Set problem: Copy the lines below verbatim, beginning at the line that contains "Expected: one pin per instance of the head" and ending with the line that contains "Query: head of person in crowd".

Data section:
= = = = =
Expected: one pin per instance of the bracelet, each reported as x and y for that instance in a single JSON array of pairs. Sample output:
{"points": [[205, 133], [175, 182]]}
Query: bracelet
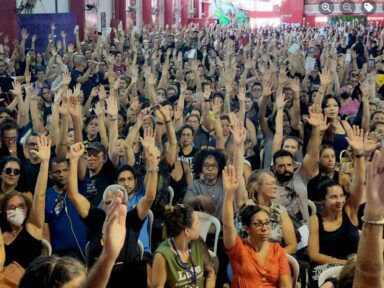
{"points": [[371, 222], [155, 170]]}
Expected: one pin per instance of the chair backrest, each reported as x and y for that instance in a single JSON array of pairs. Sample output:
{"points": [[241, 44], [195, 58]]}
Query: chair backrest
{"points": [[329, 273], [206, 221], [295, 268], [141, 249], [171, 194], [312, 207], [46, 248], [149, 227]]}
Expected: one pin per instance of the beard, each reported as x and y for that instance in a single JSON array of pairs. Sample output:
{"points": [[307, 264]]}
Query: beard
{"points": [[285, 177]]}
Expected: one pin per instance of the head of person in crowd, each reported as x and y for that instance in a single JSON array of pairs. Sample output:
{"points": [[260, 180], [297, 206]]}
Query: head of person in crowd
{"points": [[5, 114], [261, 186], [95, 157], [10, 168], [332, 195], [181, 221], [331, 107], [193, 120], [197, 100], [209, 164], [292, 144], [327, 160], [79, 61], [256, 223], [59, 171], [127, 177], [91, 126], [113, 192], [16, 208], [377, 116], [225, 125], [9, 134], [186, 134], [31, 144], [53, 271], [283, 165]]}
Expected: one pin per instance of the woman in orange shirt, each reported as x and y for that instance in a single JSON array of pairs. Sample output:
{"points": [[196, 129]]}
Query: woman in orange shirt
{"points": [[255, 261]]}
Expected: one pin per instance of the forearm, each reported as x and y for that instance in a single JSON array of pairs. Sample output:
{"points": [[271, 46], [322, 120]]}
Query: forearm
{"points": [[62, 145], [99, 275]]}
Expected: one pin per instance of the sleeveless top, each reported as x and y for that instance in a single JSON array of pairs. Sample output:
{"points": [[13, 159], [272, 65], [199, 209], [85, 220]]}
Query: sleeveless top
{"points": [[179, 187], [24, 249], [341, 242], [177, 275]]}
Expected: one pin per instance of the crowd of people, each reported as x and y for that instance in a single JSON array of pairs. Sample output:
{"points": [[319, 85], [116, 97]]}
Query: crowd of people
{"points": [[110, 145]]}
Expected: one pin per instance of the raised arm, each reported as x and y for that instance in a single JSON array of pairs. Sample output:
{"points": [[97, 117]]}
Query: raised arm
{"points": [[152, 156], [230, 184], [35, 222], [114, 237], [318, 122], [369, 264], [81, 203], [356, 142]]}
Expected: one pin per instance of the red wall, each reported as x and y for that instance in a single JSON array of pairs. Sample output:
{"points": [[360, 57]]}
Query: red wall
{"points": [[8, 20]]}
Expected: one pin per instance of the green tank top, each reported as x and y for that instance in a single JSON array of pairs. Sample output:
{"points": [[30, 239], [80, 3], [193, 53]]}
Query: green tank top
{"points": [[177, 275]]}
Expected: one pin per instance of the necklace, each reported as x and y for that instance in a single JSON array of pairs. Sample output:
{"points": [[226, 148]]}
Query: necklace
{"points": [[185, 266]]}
= = = = =
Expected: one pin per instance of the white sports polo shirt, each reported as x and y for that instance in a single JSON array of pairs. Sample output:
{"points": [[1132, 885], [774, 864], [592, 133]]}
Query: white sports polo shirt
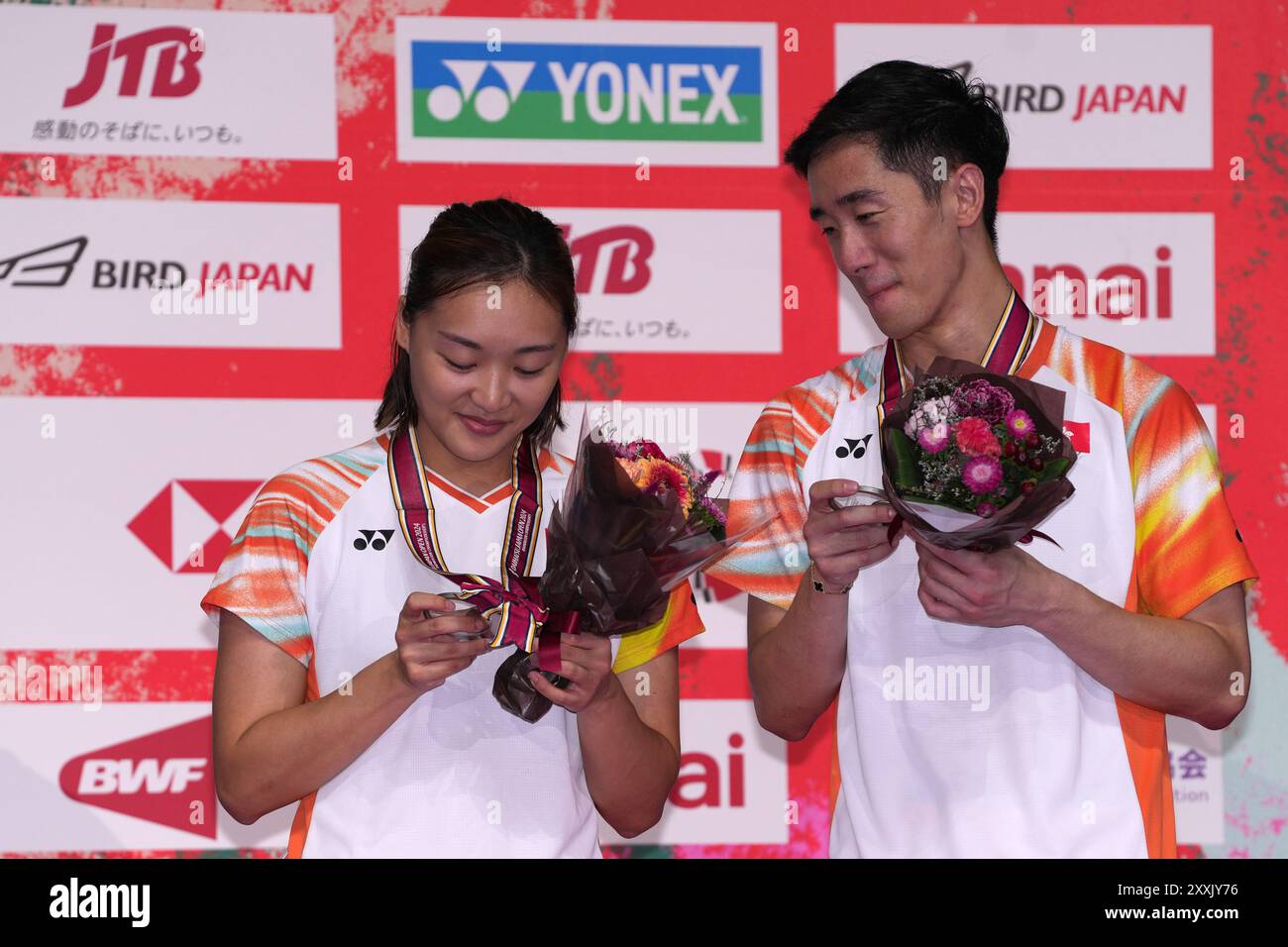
= = = = =
Answer for the task:
Expected: one pin per instance of the head of person in crowd, each reported as x and y for that instance in a single JSON array of pairs. Sample output:
{"points": [[260, 180], [297, 206]]}
Query: head of person in crowd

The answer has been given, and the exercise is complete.